Description of the task ▸
Leave out the pictures and copy the remaining records exactly.

Records for the task START

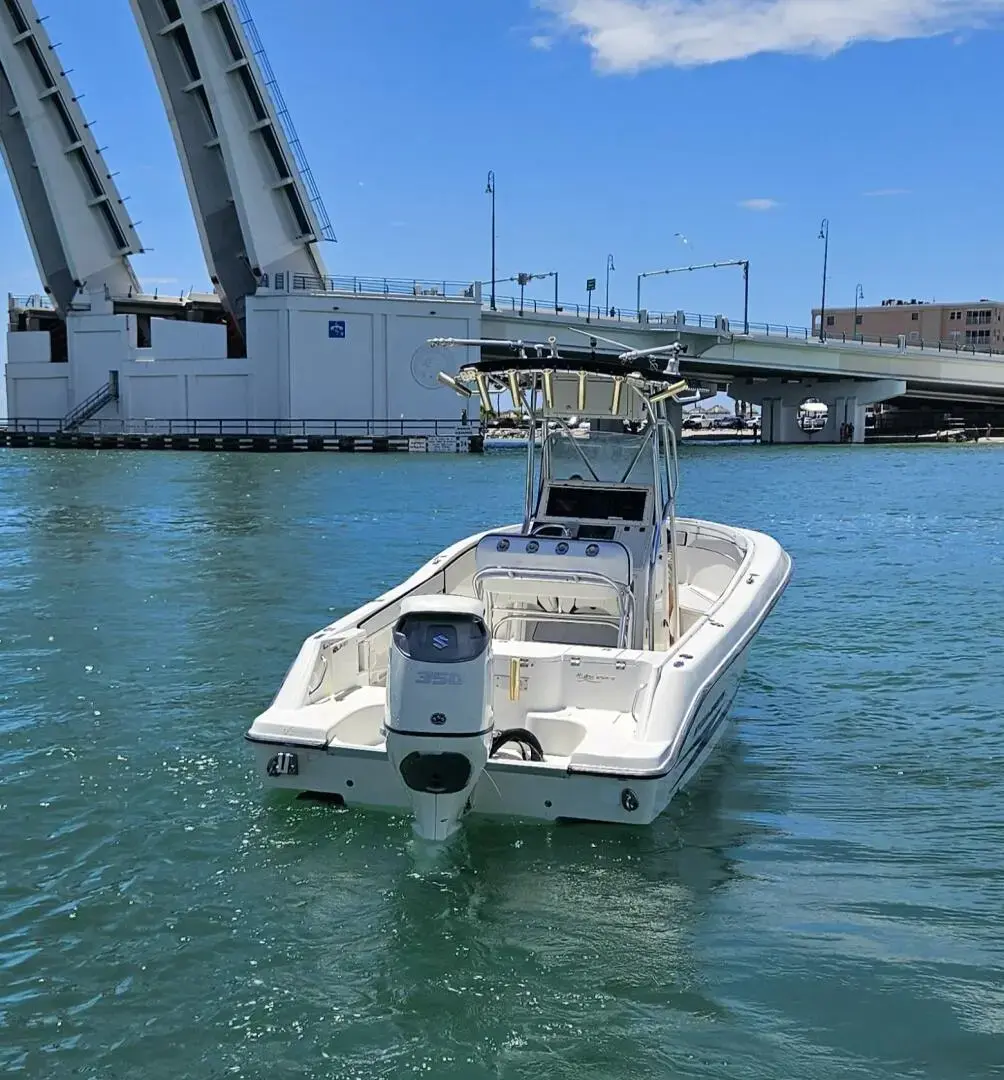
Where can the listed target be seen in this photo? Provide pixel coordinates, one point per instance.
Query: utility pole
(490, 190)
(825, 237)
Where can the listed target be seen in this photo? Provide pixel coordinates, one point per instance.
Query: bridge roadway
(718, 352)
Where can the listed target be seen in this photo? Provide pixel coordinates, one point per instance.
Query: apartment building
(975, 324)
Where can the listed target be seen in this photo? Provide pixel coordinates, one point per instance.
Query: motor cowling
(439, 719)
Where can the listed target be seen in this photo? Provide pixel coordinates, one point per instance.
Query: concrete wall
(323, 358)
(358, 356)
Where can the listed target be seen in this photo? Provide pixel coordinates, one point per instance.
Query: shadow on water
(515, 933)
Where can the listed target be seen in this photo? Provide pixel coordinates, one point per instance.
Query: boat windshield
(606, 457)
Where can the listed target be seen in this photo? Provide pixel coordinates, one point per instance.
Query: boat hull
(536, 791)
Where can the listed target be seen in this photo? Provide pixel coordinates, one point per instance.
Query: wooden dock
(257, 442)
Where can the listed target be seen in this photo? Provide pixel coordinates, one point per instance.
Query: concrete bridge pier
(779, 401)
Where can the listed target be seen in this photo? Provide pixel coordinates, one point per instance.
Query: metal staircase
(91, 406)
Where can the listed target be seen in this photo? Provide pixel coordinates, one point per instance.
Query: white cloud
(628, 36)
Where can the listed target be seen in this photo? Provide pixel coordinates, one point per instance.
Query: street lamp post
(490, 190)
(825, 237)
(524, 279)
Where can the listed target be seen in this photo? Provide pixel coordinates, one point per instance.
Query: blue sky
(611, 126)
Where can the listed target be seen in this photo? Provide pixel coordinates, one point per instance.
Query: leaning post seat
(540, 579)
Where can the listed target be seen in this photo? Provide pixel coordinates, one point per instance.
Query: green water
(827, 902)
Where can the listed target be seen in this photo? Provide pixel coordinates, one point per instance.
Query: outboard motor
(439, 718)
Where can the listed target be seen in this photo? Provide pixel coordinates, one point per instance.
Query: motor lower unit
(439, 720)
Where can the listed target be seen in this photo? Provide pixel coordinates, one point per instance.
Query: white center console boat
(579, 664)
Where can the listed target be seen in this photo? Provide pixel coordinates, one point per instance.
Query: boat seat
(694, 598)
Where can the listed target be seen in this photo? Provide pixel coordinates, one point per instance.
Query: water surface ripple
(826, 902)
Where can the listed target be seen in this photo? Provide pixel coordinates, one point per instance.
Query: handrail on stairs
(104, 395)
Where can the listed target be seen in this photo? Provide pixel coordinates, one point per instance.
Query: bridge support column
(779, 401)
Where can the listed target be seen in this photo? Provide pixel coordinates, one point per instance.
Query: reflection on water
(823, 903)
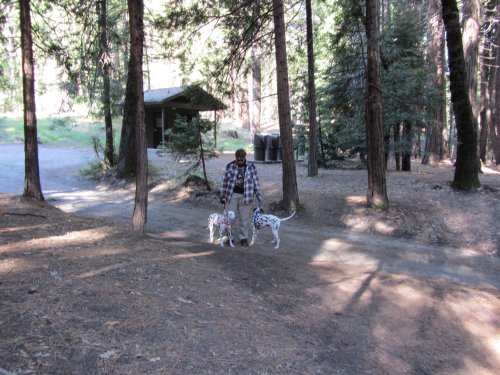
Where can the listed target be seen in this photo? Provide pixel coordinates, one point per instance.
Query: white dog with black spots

Records for the task END

Response to this exercise ▸
Where can the listed target be seen in this photo? Provide pixel coordinates, one point per instance.
Query: utility pole
(490, 190)
(825, 237)
Where can the listed target be seen in this photo? Provide pixel coordinates, one point per instance.
Query: bridge roadway
(718, 352)
Where can the listed target be seen in this photo? Provide pixel coordinates, one point per instance.
Query: apartment building
(975, 324)
Where can the listed target be seen in this photo? Provide pixel coordinates, one point per instance.
Query: motor cowling
(439, 719)
Where can the listed target be seen in this photo? Provide pixel coordinates, one point per instance.
Query: concrete wall
(323, 358)
(358, 356)
Where can the listed target be seen in this photo? Provide pixel coordinates, one point per instance.
Query: shadow on water
(515, 933)
Where can the listed target be seen in this photo? Provide pixel coordinates, one point per instance.
Query: boat windshield
(606, 457)
Where can the listed target be seen in this photo? Provide pixel coordinates, one point per instance.
Query: boat hull
(536, 791)
Where can the listed target be seen in this photo? Provide pixel coordinates, one point per instance.
Query: wooden dock
(257, 442)
Where can the listed target be seen in this photo? Provide pixel coordinates, one point per instance.
Query: concrete bridge pier
(779, 401)
Where can the listed target be seen in this photo? Provide pixel coordinates, one point per instance.
Query: metal staircase
(91, 406)
Where can the listed target be seen in this photo? Provide pixel coordinates, one point per instance.
Query: white cloud
(628, 36)
Where can the listed target be seen in this photo? Provide pixel coordinates, one point per instance.
Query: street lamp post
(490, 190)
(825, 237)
(524, 279)
Where can the listed target be seen in this photo? Provide pixel coordinates, one point per instance.
Query: blue sky
(611, 126)
Where can the listed target be seen in this photo? Provide pixel coordinates, one point per instance.
Query: leaning post seat
(540, 579)
Where can the listed target be seen in this photo? Provide pixel coordinates, one point per instance.
Query: green water
(827, 902)
Where can the listed target be seen in this photo? Provide pixel coordinates, one point per instance.
Query: outboard motor
(439, 718)
Where can the listed target be seen in this photo? Provide pixel coordinates, one point per instance.
Query: motor lower unit
(439, 720)
Where can the listed target be seen in this photo? Provide pixel coordinates, one point per instance.
Query: white center console boat
(579, 664)
Where can the listed target be seen in this photo? Provide pixel coordinates, one point per instance.
Query: boat seat
(694, 598)
Where can the listed target be seen in this photo? Provide pixel coordinates, one point per instance.
Query: water surface ripple
(826, 902)
Where can the listed target be seen in this photo? Provide pixel coordinates, one point per instance.
Query: handrail on stairs
(104, 395)
Where can the listed target be seen in this photo? Provide pixel coordinates, one point per instance.
Query: bridge support column
(779, 401)
Where can the listed target be seen in this photo? Provide pixel coordinates, one point per instance.
Query: reflection on water
(823, 903)
Where can the listed target be seen in this photo? Provide pixel coordinates, one point per instance.
Query: white dog with black spots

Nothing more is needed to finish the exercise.